GIVEN INFORMATION
--------------------------------

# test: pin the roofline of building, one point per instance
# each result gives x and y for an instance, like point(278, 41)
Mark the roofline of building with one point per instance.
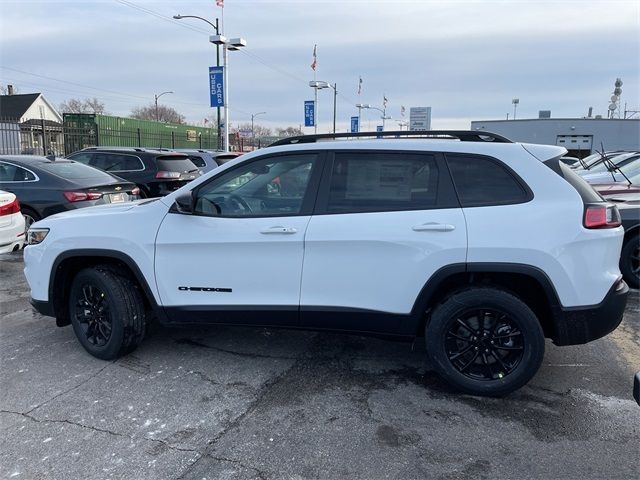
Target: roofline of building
point(590, 119)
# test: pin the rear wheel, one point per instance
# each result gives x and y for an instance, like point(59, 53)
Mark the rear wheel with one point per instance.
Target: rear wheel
point(630, 261)
point(107, 312)
point(485, 341)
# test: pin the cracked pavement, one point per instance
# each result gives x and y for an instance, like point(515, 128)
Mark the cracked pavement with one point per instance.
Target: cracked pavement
point(249, 403)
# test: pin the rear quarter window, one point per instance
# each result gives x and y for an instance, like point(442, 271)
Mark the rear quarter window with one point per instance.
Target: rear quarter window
point(481, 181)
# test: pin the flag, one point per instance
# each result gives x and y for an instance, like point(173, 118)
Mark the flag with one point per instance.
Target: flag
point(315, 58)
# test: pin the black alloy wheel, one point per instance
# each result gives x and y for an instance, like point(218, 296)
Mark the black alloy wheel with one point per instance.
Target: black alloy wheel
point(630, 261)
point(484, 344)
point(93, 315)
point(107, 311)
point(484, 341)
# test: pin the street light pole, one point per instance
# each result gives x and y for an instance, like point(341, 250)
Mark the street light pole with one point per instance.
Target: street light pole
point(253, 135)
point(233, 44)
point(156, 102)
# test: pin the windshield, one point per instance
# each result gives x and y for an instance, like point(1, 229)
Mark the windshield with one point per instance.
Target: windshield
point(75, 171)
point(604, 166)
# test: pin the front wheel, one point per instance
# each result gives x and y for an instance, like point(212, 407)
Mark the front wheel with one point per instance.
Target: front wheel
point(107, 312)
point(485, 341)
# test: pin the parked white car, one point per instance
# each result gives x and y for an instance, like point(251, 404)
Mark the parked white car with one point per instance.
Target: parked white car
point(11, 223)
point(483, 247)
point(625, 169)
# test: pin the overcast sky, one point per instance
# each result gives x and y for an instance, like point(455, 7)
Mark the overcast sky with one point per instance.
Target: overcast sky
point(466, 59)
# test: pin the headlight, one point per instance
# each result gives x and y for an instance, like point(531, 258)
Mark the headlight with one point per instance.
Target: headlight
point(36, 235)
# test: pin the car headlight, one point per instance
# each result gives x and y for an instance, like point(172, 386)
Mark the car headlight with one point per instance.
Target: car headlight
point(36, 235)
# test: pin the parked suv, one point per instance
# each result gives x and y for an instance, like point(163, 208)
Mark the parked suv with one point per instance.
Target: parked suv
point(155, 172)
point(483, 246)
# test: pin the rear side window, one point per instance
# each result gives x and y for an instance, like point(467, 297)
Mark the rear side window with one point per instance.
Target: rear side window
point(483, 181)
point(370, 182)
point(12, 173)
point(168, 163)
point(197, 161)
point(116, 162)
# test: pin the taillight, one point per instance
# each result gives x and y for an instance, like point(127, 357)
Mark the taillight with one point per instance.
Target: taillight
point(81, 196)
point(10, 208)
point(165, 174)
point(601, 216)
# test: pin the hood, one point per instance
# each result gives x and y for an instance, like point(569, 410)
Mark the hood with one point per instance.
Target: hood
point(108, 209)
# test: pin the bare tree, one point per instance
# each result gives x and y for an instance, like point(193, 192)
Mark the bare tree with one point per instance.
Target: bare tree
point(163, 114)
point(289, 131)
point(77, 105)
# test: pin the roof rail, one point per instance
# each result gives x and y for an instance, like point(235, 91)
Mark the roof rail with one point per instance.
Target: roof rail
point(461, 135)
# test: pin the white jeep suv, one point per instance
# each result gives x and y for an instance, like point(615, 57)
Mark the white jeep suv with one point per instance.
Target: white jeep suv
point(482, 245)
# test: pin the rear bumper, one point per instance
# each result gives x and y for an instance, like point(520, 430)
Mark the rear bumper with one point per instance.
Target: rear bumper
point(578, 325)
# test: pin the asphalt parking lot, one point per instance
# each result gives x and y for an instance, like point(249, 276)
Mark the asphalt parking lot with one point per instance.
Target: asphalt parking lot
point(244, 403)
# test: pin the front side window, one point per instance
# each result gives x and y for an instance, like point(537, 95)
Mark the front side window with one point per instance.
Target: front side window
point(274, 186)
point(13, 173)
point(483, 181)
point(370, 182)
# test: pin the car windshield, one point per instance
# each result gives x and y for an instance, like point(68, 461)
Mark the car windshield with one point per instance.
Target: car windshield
point(631, 166)
point(604, 166)
point(75, 171)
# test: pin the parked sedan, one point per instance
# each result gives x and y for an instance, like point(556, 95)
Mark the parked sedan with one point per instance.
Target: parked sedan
point(48, 185)
point(11, 223)
point(155, 172)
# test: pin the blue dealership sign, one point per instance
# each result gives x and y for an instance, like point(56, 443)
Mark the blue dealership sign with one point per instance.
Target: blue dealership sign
point(355, 124)
point(309, 113)
point(216, 86)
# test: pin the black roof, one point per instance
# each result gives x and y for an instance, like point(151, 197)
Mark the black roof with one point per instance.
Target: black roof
point(14, 106)
point(461, 135)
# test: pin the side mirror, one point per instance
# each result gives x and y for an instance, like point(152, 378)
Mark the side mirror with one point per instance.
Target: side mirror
point(184, 203)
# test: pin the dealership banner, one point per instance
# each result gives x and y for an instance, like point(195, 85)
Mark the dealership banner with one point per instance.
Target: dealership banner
point(216, 86)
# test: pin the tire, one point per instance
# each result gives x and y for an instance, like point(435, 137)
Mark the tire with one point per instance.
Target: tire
point(107, 311)
point(630, 261)
point(494, 360)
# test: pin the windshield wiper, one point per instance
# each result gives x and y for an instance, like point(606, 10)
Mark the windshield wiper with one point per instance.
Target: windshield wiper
point(613, 167)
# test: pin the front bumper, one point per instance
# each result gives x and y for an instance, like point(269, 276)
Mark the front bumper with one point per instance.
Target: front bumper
point(578, 325)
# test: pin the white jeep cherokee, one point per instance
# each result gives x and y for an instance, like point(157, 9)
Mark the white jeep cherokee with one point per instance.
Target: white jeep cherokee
point(482, 245)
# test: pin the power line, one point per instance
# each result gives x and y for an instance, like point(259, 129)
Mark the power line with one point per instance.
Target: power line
point(244, 51)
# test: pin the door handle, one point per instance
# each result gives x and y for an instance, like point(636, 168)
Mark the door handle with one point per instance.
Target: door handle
point(433, 227)
point(280, 230)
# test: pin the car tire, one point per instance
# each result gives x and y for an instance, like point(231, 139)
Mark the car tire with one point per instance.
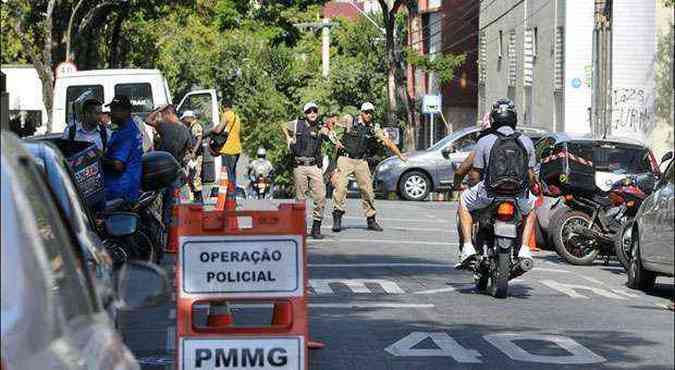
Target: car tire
point(637, 276)
point(414, 186)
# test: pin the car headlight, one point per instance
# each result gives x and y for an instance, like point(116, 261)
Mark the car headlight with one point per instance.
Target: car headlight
point(384, 166)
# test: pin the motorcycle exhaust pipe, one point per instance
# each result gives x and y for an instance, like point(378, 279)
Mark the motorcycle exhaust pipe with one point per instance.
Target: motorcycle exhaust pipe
point(524, 265)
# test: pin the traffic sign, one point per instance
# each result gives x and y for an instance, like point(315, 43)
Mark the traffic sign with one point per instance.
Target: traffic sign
point(65, 68)
point(431, 104)
point(247, 266)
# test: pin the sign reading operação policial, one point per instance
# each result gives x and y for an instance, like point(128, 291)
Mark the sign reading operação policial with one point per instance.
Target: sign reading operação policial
point(245, 266)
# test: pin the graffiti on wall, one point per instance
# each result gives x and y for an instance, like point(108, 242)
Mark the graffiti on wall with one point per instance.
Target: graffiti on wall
point(632, 110)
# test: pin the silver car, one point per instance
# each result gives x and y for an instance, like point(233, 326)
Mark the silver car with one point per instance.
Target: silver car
point(653, 234)
point(51, 317)
point(428, 170)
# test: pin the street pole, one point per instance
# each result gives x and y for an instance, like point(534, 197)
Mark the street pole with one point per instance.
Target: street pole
point(431, 129)
point(325, 48)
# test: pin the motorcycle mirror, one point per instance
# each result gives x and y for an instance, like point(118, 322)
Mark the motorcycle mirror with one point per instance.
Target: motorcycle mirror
point(120, 224)
point(142, 284)
point(667, 156)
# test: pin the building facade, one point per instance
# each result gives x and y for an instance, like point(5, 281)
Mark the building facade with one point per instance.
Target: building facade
point(445, 27)
point(546, 56)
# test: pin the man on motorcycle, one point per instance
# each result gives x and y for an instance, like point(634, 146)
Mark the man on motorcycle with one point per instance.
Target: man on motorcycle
point(259, 167)
point(504, 118)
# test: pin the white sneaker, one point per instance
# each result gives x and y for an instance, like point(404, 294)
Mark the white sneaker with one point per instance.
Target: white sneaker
point(468, 251)
point(524, 252)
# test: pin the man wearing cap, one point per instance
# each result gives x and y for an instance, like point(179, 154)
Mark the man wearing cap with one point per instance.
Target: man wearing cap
point(304, 138)
point(358, 137)
point(122, 163)
point(189, 118)
point(89, 128)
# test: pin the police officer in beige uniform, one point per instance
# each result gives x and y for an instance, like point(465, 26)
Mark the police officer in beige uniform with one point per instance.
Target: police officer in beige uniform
point(304, 138)
point(358, 136)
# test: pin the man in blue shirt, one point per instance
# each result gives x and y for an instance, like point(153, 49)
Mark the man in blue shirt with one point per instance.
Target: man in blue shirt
point(122, 164)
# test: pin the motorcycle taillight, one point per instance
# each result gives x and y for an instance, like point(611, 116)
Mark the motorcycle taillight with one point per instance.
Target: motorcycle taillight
point(505, 211)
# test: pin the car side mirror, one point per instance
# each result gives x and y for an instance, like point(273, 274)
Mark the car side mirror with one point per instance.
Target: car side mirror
point(142, 284)
point(121, 224)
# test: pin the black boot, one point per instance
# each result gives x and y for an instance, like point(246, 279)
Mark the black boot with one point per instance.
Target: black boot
point(372, 224)
point(337, 221)
point(316, 230)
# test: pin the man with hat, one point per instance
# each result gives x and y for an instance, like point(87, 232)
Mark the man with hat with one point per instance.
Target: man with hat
point(89, 128)
point(358, 137)
point(195, 159)
point(122, 163)
point(304, 138)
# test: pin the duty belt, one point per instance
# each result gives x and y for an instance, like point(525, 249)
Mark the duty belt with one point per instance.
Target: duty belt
point(352, 156)
point(305, 161)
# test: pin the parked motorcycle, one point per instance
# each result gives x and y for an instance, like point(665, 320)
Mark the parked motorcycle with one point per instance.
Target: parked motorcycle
point(497, 236)
point(261, 187)
point(594, 222)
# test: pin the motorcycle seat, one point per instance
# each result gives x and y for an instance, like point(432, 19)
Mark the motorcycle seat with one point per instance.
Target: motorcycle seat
point(115, 205)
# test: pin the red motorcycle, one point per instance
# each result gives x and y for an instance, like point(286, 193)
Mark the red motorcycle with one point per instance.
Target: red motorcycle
point(595, 223)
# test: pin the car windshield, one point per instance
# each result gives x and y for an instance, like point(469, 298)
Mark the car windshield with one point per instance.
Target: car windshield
point(615, 158)
point(446, 140)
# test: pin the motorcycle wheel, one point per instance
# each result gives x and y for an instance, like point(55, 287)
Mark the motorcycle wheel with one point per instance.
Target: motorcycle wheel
point(500, 274)
point(570, 246)
point(623, 244)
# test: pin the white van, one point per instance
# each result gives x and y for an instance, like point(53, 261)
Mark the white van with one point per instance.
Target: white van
point(146, 88)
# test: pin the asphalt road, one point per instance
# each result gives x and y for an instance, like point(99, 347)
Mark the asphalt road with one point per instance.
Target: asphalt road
point(392, 300)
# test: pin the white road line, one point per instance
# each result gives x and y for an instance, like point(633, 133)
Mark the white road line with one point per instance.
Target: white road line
point(433, 291)
point(544, 269)
point(369, 305)
point(377, 241)
point(627, 294)
point(592, 280)
point(399, 228)
point(171, 339)
point(340, 265)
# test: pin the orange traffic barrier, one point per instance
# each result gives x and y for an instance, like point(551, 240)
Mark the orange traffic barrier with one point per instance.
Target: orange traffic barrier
point(238, 259)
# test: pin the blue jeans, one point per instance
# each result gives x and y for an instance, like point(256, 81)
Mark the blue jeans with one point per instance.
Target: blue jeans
point(230, 161)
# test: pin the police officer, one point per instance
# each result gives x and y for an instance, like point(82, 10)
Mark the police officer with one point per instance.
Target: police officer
point(359, 136)
point(304, 138)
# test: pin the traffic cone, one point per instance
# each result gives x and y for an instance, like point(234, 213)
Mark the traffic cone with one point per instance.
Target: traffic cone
point(219, 315)
point(172, 238)
point(283, 314)
point(222, 194)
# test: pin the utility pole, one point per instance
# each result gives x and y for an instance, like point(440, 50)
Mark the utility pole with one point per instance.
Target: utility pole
point(325, 47)
point(602, 69)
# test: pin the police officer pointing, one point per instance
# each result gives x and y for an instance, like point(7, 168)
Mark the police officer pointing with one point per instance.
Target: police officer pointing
point(359, 136)
point(304, 138)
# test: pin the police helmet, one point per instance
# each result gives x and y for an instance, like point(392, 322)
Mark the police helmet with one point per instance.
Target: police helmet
point(503, 114)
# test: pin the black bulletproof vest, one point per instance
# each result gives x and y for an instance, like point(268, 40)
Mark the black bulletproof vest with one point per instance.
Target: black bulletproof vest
point(358, 139)
point(307, 140)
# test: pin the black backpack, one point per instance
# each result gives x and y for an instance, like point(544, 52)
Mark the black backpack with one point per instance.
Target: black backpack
point(508, 167)
point(103, 131)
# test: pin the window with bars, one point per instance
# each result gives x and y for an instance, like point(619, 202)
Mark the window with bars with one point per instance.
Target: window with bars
point(559, 62)
point(482, 62)
point(529, 54)
point(513, 58)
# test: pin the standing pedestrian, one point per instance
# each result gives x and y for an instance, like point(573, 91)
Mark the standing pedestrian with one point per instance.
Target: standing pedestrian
point(195, 155)
point(304, 138)
point(122, 163)
point(174, 138)
point(230, 127)
point(358, 139)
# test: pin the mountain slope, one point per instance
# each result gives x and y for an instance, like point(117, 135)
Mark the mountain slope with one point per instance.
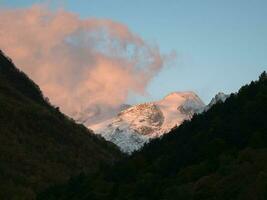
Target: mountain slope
point(39, 145)
point(135, 126)
point(218, 155)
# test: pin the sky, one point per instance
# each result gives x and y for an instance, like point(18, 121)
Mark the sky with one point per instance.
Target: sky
point(219, 45)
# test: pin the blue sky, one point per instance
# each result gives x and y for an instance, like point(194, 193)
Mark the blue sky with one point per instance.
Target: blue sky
point(220, 44)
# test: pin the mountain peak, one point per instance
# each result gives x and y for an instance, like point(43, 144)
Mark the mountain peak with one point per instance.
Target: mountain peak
point(134, 126)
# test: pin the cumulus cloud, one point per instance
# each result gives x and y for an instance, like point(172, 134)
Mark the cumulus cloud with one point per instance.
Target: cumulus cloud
point(87, 67)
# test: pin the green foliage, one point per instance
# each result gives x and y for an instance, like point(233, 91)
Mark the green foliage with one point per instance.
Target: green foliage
point(39, 145)
point(220, 154)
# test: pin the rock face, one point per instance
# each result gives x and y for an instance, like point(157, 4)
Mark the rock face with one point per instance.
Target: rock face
point(135, 126)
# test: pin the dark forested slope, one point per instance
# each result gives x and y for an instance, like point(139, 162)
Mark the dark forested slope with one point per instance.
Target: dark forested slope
point(219, 155)
point(40, 146)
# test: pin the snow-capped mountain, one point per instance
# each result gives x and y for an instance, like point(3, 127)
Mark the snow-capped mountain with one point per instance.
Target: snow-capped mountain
point(220, 97)
point(135, 126)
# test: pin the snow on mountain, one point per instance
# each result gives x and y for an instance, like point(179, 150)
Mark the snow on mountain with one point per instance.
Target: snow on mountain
point(135, 126)
point(220, 97)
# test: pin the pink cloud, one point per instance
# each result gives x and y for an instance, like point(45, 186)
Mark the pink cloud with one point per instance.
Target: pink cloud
point(80, 64)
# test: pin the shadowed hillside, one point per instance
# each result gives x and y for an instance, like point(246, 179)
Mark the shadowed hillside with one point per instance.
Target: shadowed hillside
point(219, 155)
point(39, 145)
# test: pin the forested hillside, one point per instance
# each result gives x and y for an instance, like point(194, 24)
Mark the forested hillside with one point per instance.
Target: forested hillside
point(220, 154)
point(39, 146)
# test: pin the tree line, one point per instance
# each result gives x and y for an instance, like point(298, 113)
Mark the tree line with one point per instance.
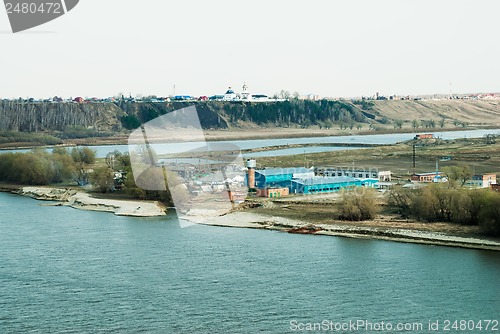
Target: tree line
point(40, 167)
point(441, 202)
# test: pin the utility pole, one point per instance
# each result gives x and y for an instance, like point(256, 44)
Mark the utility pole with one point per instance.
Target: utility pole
point(414, 157)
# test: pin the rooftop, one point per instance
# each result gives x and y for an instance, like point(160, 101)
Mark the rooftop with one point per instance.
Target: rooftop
point(282, 171)
point(325, 180)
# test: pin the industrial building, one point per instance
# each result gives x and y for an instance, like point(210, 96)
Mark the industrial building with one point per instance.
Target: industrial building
point(321, 184)
point(280, 182)
point(429, 177)
point(482, 181)
point(280, 177)
point(354, 172)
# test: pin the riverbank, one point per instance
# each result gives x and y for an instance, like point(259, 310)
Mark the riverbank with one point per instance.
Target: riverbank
point(246, 219)
point(242, 219)
point(84, 201)
point(244, 133)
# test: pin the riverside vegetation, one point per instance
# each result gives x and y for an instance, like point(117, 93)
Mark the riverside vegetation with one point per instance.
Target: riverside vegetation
point(79, 167)
point(105, 118)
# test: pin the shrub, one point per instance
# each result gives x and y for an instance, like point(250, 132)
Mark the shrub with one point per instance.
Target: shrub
point(359, 204)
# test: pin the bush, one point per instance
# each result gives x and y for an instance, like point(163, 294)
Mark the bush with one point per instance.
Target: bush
point(445, 203)
point(359, 204)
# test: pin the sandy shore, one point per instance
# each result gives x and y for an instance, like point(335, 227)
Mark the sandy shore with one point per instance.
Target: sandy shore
point(241, 219)
point(245, 219)
point(84, 201)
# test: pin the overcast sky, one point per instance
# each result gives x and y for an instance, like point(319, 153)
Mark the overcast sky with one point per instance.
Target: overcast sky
point(326, 47)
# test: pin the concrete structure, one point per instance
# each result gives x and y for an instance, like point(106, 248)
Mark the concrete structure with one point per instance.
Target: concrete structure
point(482, 181)
point(320, 184)
point(273, 192)
point(385, 176)
point(251, 164)
point(424, 136)
point(429, 177)
point(348, 172)
point(279, 177)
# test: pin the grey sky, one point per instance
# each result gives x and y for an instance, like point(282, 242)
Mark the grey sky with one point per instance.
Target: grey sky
point(326, 47)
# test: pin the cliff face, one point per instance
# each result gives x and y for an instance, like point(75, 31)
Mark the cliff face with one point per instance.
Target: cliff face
point(40, 116)
point(113, 117)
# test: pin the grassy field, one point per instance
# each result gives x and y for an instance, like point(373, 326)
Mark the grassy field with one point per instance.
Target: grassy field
point(475, 153)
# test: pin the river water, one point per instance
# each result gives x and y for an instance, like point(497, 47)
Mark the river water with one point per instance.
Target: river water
point(169, 148)
point(65, 270)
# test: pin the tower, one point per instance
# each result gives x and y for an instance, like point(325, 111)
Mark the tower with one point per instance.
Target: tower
point(245, 94)
point(251, 164)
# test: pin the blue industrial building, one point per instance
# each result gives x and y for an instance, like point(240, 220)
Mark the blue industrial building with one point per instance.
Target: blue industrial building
point(304, 181)
point(323, 185)
point(279, 177)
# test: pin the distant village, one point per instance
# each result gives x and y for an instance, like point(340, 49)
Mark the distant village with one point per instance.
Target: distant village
point(273, 182)
point(245, 95)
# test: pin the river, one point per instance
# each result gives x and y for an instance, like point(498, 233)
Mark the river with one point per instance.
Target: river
point(381, 139)
point(65, 270)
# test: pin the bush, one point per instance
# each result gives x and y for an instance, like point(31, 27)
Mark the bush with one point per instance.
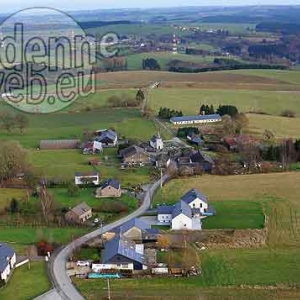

--------------------------------

Please count the lines in the listing above that contain the word "wheel", and reply with only that number.

12